== Given task ==
Rewrite only the item lines from the line with "Place a point on the dark" to the line with "<point>675,496</point>", substituting "light gray" for each "dark brown" and leaving all else unchanged.

== Task input ==
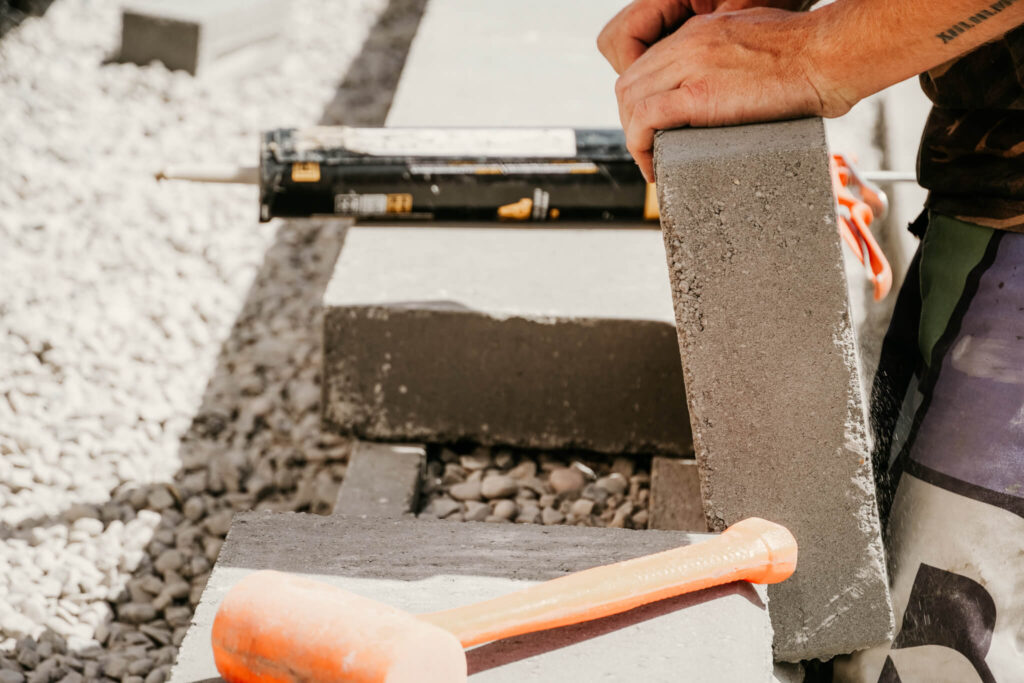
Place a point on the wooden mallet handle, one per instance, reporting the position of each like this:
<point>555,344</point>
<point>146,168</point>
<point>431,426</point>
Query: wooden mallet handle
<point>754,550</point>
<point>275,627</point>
* * *
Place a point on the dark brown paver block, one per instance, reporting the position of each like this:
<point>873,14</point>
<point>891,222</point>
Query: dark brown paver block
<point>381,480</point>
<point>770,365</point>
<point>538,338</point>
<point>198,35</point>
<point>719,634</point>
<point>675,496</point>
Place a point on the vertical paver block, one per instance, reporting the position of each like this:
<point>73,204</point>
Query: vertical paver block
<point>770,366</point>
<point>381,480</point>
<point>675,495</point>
* * *
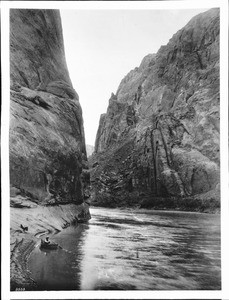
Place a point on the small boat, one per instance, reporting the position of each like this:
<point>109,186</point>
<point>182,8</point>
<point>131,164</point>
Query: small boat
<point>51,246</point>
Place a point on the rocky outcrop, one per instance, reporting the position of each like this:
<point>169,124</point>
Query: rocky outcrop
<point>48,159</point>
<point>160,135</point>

== Solution for this problem ==
Place a point on the light gray paver block, one per instance, reporting the position of each like this:
<point>873,14</point>
<point>891,222</point>
Query: light gray paver block
<point>381,480</point>
<point>770,365</point>
<point>538,338</point>
<point>198,35</point>
<point>719,634</point>
<point>675,496</point>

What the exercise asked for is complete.